Consignes et exigences =
Indiquez qui a traduit de l'anglais l'article présenté dans l'extrait ci-dessous.

Accueil > Le pays suivant sur la liste ? L’Iran ! [1]
par James Bamford, Rolling Stone, 24 juillet 2006
Original : http://www.truthout.org/docs_2006/0...
Traduit de l’anglais par Marcel Charbonnier, membre de Tlaxcala, le réseau de traducteurs pour la diversité linguistique (www.tlaxcala.es). Cette traduction est en Copyleft : elle est libre de toute reproduction, à condition de respecter son intégrité et de mentionner son auteur et sa source.
Avant même que les bombes ne se missent à pleuvoir sur Bagdad, un petit groupe de responsables du Pentagone conspiraient afin de préparer l’invasion d’un autre pays que l’Irak. Leur campagne subreptice, là encore, recourait à des renseignements bidons et à des alliés occultes. Mais cette fois-ci, c’est de l’Iran dont il était question.

Extraits du corpus =
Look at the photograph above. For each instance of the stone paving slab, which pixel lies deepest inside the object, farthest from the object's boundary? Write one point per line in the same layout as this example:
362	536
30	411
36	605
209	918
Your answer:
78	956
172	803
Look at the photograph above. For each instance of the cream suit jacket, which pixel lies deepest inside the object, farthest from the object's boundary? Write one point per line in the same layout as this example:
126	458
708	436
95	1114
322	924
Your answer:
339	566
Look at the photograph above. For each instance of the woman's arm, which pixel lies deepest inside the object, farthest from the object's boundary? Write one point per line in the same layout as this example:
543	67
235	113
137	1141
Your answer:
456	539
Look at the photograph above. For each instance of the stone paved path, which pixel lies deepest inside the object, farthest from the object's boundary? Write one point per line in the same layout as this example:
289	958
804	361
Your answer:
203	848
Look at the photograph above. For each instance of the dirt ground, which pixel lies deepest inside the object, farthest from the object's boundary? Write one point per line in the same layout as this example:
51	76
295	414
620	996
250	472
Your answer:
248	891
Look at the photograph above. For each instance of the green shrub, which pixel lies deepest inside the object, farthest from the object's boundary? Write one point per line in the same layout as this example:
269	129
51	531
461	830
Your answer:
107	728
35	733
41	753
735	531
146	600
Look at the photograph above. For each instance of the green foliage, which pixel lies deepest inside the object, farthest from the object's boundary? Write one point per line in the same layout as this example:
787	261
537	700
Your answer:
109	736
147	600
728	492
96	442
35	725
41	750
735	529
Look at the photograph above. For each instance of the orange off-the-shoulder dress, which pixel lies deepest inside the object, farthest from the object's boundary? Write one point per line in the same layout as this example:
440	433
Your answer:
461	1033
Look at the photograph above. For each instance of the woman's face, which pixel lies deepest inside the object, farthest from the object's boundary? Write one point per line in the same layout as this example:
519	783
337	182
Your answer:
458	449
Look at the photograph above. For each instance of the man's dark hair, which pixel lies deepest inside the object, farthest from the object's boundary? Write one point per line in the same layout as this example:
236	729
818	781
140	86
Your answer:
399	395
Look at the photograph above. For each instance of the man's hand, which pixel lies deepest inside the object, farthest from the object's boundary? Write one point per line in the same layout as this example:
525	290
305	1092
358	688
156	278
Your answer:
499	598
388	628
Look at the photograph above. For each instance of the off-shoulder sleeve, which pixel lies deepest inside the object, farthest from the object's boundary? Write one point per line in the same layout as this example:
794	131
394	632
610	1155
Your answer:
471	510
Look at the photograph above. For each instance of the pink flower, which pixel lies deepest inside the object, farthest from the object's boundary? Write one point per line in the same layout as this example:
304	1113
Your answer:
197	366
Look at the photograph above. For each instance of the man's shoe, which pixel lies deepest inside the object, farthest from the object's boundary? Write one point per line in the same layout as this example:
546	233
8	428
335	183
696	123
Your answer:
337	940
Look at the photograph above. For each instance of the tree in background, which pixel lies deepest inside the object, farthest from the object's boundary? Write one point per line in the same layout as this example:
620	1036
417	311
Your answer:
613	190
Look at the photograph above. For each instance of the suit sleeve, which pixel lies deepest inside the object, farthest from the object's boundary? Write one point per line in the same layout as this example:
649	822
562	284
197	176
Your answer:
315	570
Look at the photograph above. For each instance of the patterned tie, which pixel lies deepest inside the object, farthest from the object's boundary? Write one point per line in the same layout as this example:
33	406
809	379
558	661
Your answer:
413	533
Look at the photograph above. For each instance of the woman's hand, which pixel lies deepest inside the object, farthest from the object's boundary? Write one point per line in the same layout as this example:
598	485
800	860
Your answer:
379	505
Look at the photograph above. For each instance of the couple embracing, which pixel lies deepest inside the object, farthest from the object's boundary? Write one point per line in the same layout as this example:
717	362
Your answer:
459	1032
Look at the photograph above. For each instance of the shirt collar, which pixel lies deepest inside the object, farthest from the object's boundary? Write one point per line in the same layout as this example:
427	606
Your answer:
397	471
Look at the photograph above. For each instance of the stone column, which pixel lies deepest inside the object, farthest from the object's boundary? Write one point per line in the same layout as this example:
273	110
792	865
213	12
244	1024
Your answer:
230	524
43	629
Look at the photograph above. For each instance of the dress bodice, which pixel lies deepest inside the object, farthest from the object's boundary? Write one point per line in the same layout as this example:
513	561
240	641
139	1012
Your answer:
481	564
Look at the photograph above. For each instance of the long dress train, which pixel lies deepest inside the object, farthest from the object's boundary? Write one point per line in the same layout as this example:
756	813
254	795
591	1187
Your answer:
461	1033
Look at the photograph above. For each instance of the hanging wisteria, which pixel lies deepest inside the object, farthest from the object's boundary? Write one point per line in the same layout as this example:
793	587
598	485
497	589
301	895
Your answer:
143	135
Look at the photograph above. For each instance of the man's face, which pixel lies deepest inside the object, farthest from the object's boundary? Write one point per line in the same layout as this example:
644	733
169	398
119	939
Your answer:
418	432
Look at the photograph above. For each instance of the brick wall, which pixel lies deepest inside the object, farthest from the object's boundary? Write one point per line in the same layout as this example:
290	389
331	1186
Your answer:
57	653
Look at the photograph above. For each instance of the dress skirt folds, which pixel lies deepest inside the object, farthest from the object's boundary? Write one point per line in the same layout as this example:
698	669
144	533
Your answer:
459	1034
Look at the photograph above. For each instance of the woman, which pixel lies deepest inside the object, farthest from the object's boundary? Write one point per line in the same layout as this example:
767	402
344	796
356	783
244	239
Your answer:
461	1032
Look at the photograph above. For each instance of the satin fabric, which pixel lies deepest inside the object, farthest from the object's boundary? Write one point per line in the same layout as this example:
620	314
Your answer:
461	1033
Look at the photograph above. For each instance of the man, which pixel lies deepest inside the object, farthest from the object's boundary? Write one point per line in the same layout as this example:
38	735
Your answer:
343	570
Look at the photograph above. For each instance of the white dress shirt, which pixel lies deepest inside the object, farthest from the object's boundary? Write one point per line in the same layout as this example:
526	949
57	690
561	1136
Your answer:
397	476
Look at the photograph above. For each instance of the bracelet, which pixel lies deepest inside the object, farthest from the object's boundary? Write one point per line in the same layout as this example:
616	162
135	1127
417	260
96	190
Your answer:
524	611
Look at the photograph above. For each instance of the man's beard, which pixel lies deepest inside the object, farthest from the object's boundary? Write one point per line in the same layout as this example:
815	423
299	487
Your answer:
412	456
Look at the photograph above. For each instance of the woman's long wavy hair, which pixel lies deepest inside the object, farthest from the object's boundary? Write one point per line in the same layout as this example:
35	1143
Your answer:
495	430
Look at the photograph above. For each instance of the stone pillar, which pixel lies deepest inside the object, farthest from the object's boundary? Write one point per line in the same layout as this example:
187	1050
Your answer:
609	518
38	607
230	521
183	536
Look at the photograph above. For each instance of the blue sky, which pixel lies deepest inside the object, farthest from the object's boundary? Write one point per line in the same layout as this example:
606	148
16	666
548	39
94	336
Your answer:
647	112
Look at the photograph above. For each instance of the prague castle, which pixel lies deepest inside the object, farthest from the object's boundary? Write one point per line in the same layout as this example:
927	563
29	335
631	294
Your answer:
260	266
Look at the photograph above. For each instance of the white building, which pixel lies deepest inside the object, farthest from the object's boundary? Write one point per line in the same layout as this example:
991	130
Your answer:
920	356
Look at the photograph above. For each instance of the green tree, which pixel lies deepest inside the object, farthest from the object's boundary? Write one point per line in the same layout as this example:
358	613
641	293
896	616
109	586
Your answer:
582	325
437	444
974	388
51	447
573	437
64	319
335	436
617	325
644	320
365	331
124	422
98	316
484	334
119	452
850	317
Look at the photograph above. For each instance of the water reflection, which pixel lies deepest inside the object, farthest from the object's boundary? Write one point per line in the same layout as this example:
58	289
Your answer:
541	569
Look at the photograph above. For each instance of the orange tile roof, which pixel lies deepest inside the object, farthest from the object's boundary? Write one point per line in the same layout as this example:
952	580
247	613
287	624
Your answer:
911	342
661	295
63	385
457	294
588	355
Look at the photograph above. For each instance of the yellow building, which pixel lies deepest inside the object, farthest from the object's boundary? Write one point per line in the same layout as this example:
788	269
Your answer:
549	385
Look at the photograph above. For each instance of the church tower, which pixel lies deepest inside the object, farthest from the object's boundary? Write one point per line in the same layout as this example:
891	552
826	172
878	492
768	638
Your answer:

Réponse à l'exercice =
Marcel Charbonnier, membre de Tlaxcala.